:: EXTRAIT CHOISI ::

Ariel Rex

Depuis minuit, ce lundi, la République d’Haïti n’a aucun élu. Le dernier tiers du Sénat s’en va, comme il a existé, dans l’indifférence général. Hier, au cours de la journée, le « Président du Sénat », a monopolisé un temps l’attention du pays après que la nouvelle d’une attaque contre sa personne se soit vite répandue sur les réseaux sociaux. Dûment sanctionné par les États-Unis et le Canada pour trafic de drogues, collaboration avec des gangs des réseaux criminels et soutien opérationnel et financier à des gangs armés, le désormais ex-Sénateur Lambert se serait lui-même rendu à la Direction (DCPJ) pour conter sa mésaventure. Alors qu’il se rendait au Parlement Haïtien, des bandits armés s’en seraient pris à lui et à sa sécurité personnelle, au niveau de la Saline. Les premières nouvelles le donnaient pour grièvement blessé, heureusement pour lui, il ne s’en serait sorti qu’avec un éclat de vert sous l’œil gauche – une blessure dont la photo a été partagée via les réseaux sociaux.

Sur la photo, le fameux « animal politique » regarde l’objectif de la caméra d’un seul œil. L’autre est sous des toiles de gaz vaguement roses; un peu comme lui l’a été à l’ère du PHTK. Le regard est neutre et le visage serein. L’on pourrait être tenté de penser qu’il réfléchit à son bilan de Président (contesté) du Sénat: de sa tentative avortée de s’ériger en remplaçant du Président-martyr aux sanctions internationales pour pratiques criminelles. Son visage ne trahit rien toutefois. Peut-être qu’il se contente de regarder l’objectif pour prendre le selfie, partager la photo et passer à autre chose.

L’ancien Sénateur Joseph Lambert est difficilement le plus prédictible de nos politiciens ou, mieux, dans sa classe de nomades politiques, peut-être est-il le plus prédictible de tous. Sénateur Lavalas (2006, 2009) puis PHTK (2017), il passe aisément de l’extrême gauche à l’extrême droite et à tout ce qui peut se trouver entre les deux. Pendant longtemps, l’ancien conseiller (INITE) du Président Michel Martelly (PHTK), a su naviguer dans les eaux troubles de la politique haïtienne, esquivant des accusations d’actes criminels depuis au moins 1999. D’une certaine manière, il s’agit là d’un talent rare.

Aujourd’hui, le voici sans pouvoir, sans visa (américain), et blessé suite à une attaque de bandits armés qu’il est accusé de soutenir ; ce qui n’est pas peu troublant.

Plus troublante encore est la situation à laquelle se trouve confrontée Haïti, en ce lundi matin. Une situation imprédictible d’installation d’une forme d’autocratie proconsulaire soutenue par une communauté internationale qui, après avoir longtemps joué aux savants fous semble en contempler les résultats avec une fascination détachée. Alors que la justification et la légitimité du pouvoir d’Ariel Henry se résument au soutien de cette communauté telle qu’incarnée par le Core Group, celle-ci se fait de plus en plus effacée dans la crise. Même la question des élections, qui semblait prendre de l’importance à la fin de 2022, semble à nouveau disparaitre de l’agenda pour 2023. L’heure est à la crise sécuritaire, l’assistance humanitaire et un élusif accord politique haïtien qui se fait attendre depuis presque quatre ans, soit l’équivalent d’une législature.

:::
:: DONNÉES PRÉSENTÉES ::

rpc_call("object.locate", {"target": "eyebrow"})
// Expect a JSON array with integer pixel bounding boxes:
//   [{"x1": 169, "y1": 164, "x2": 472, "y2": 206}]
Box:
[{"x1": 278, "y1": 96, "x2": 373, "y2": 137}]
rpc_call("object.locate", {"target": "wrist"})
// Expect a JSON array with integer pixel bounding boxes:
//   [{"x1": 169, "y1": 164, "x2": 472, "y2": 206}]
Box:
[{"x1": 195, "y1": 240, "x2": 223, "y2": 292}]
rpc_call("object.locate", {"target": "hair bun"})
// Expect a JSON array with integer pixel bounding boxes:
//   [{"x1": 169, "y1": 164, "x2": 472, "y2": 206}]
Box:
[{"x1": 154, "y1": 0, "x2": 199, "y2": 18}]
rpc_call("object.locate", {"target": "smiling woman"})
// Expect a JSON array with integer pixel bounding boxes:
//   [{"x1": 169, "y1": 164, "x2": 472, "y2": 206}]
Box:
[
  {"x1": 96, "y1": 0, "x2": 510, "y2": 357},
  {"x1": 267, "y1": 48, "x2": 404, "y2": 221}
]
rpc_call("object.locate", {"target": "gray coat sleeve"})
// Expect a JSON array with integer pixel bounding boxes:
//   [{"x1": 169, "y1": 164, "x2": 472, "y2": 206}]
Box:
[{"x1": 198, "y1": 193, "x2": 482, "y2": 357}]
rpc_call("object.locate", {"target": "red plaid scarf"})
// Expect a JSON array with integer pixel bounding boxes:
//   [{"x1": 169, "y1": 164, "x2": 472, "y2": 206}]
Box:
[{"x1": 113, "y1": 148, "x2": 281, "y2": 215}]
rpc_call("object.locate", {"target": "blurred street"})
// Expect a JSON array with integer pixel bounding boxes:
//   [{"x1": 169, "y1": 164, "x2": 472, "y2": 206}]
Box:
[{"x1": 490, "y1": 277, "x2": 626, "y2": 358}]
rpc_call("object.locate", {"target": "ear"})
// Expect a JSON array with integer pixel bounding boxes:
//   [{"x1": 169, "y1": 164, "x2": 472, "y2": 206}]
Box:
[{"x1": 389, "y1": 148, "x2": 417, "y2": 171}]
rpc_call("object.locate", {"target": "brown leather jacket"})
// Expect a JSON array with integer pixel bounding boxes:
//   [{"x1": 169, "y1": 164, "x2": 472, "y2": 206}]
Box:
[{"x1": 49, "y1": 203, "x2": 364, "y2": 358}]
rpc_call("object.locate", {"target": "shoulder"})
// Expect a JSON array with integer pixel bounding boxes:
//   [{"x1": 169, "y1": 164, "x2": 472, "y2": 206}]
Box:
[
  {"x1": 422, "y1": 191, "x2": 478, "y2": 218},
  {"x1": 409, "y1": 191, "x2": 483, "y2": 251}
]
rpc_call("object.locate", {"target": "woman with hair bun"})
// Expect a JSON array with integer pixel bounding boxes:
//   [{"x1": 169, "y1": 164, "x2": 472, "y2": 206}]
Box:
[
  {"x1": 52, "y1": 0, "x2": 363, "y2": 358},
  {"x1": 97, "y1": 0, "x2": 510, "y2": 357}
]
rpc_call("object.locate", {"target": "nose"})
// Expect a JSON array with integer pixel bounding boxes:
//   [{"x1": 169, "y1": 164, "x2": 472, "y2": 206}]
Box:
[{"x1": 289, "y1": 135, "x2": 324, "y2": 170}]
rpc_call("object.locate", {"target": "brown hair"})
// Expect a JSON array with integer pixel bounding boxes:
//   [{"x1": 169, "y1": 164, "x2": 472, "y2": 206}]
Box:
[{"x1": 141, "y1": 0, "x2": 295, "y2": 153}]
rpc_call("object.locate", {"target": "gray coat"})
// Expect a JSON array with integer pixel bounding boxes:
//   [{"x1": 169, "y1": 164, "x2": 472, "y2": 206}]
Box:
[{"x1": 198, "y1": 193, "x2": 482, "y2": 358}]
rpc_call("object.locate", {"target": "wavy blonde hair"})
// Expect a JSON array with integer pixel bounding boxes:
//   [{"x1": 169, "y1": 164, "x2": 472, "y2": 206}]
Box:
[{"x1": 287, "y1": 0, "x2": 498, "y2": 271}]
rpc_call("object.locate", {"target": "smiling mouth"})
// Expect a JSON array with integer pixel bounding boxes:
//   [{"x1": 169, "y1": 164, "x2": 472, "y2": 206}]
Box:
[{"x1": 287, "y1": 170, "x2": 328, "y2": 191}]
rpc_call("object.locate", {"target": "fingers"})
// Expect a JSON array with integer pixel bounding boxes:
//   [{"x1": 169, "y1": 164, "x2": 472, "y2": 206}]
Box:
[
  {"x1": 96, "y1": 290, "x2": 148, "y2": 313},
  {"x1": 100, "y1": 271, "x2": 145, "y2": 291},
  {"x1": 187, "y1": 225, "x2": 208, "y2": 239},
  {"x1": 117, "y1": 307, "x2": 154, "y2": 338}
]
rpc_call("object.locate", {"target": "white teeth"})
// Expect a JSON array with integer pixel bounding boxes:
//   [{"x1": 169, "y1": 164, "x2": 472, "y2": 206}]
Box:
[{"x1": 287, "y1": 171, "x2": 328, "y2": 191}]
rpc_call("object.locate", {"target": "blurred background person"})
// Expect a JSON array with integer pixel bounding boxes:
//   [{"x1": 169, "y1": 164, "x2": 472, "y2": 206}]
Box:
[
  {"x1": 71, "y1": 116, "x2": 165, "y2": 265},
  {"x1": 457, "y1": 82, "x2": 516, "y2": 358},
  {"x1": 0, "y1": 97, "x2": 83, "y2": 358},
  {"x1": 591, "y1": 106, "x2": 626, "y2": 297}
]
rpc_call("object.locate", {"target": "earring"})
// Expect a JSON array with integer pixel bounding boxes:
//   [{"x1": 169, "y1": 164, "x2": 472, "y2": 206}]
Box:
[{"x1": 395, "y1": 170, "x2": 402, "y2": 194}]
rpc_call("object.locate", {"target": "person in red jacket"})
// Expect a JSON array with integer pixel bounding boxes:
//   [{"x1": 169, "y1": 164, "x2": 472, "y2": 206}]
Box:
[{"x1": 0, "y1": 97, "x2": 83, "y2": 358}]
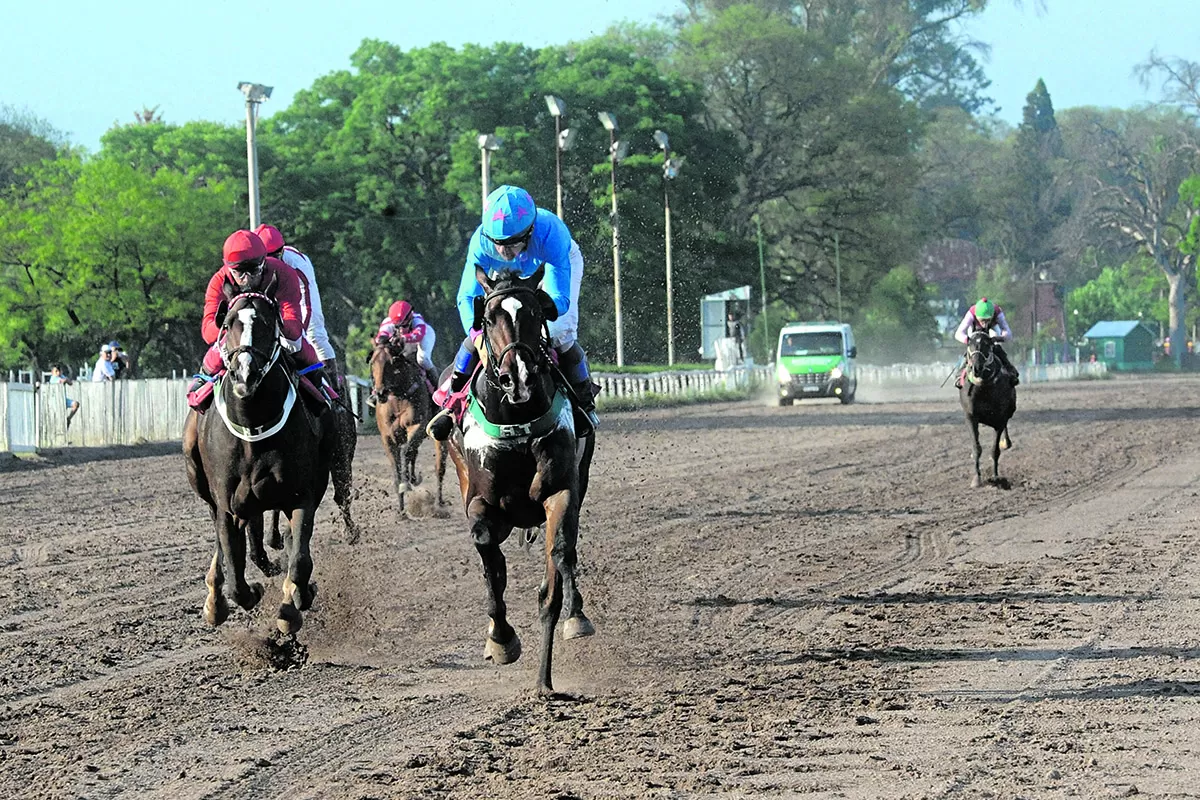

:::

— VOS TÂCHES —
A – Déterminez combien de lignes des enregistrements contiennent le mot « woman ». Indiquez uniquement ce nombre.
B – Rédigez la suite du texte sur la crise politique en Haïti après sa dernière phrase.

— RÉPONSES PAR TÂCHE —
A – 2

B –
En Haïti, les échéances électorales n’existent guère. En 2019, les élections locales et législatives n’ont pas eu lieu. En 2021, les élections présidentielles, non plus. Les élections générales de 2023 ne mobilisent guère. Ailleurs, pour réussir ce genre d’exploit, l’on s’attèle à modifier la Constitution. En Afrique francophone, ce « tripatouillage constitutionnel » s’est spécialisé dans la production des résultats électoraux souhaités par les dirigeants. En Haïti, c’est plus simple, il suffit de ne plus en parler. Fini le temps où la transition passait par le viol collectif d’une Constitution jamais respectée. Désormais, la force d’inertie prévaut. Ariel Henry a été déposé là, il est là, il reste.

Certes, cette situation sui generis continue de réduire à néant le contrôle étatique du territoire national et le monopole wébérien de la violence de l’État, alors que les gangs contrôlent de plus en plus de territoires. D’aucuns postulent que, avec la fin des mandats de parlementaires réputés impliqués dans la mainmise des gangs sur nos vies, des protections vont tomber et avec elles les moyens d’action des bandits armés. D’autres tablent sur un effet domino des sanctions internationales prises à la fin de l’année 2022 contre des chefs de gang, des politiciens et des hommes d’affaires. La réalité est que, dans l’état actuel des choses, tout dépend de ce que prévoit le Dr Ariel Henry, chef de facto de l’État haïtien, et de ceux à qui l’ont placé où il est, suite à un coup d’État par consensus dont la suite semble échapper à ses promoteurs.

L’avenir qu’il nous réserve est vaguement esquissé dans un nouvel accord de « consensus national » qui n’est ni national ni consensuel. Cet accord du 21 décembre 2022 – qui s’inscrit dans le prolongement d’un précédent accord du 11 septembre 2021 – prévoit un Haut Conseil de la Transition (HCT) chargé d’organiser les élections de 2023. En début d’année, pince-sans-rire, le secrétaire américain adjoint aux affaires de l’hémisphère occidental, Brian A. Nichols, a invité à élargir l’accord national consensuel vers un consensus plus large et une plus grande flexibilité de leaders (politiques et économiques) que son pays ajoute pourtant petit à petit sur sa liste de sanctions.

Le tweet est travaillé, calibré, pour dire tout et son contraire. Chaque camp pourra en tirer les conclusions qu’il voudra sans trop s’éloigner de la vérité de la situation: nous sommes livrés à nous-mêmes.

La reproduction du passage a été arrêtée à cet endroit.